> [The input]
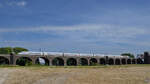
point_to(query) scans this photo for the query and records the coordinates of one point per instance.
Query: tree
(128, 54)
(8, 50)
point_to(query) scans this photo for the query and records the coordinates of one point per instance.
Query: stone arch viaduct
(64, 60)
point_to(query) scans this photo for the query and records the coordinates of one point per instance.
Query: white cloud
(85, 37)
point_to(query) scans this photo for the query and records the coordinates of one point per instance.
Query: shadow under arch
(129, 61)
(58, 61)
(111, 61)
(117, 61)
(123, 61)
(24, 61)
(83, 61)
(102, 61)
(71, 62)
(42, 61)
(133, 61)
(139, 61)
(93, 61)
(4, 61)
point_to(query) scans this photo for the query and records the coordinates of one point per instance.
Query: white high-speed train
(65, 54)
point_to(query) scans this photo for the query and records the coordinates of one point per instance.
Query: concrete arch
(72, 62)
(93, 61)
(102, 61)
(83, 61)
(58, 61)
(111, 61)
(133, 61)
(123, 61)
(44, 61)
(23, 61)
(117, 61)
(129, 61)
(4, 60)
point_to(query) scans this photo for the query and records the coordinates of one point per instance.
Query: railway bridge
(68, 60)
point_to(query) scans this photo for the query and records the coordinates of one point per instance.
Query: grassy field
(124, 74)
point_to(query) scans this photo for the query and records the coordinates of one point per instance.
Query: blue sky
(82, 26)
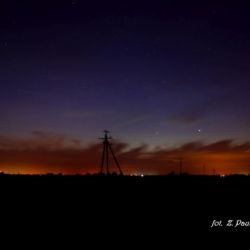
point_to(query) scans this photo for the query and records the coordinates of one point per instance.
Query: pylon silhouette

> [Task details] Each entry should be repeated exactly as it appears; the pictures stay out.

> [Expected output]
point_to(query) scans this photo for the query and records the coordinates of one point per instance.
Query: tree
(128, 54)
(8, 50)
point_to(query) scans this photo for the query and records the coordinates of one point per instance.
Query: stone arch viaduct
(64, 60)
point_to(query) scans this photo for the query and records the coordinates of one point per instance.
Query: white cloud
(85, 37)
point_to(query) scans this photo for the query and records the coordinates of one point per instance.
Query: shadow under arch
(129, 61)
(58, 61)
(111, 61)
(117, 61)
(123, 61)
(24, 61)
(83, 61)
(102, 61)
(71, 62)
(42, 61)
(133, 61)
(139, 61)
(93, 61)
(4, 61)
point_to(query) scans this photo for the query and records the coordinates of one point per instance.
Query: white high-speed train
(65, 54)
point_to(query) scans this photo for the query and records the coordinates of one point per instance.
Query: concrete arch
(72, 62)
(93, 61)
(102, 61)
(83, 61)
(58, 61)
(111, 61)
(133, 61)
(123, 61)
(44, 61)
(23, 61)
(117, 61)
(129, 61)
(4, 60)
point_to(query) scans this photo for the query and records the coordinates of one point per instance.
Query: railway bridge
(68, 60)
point_to(query) scans this photo for the query and records the coordinates of one point per instance.
Query: grassy field
(124, 74)
point_to(query) scans this photo for the query and records the coordinates of one point per instance.
Query: blue sky
(82, 26)
point_to(query) scans this photo for the query and records the coordinates of one point per instance.
Query: pylon silhouette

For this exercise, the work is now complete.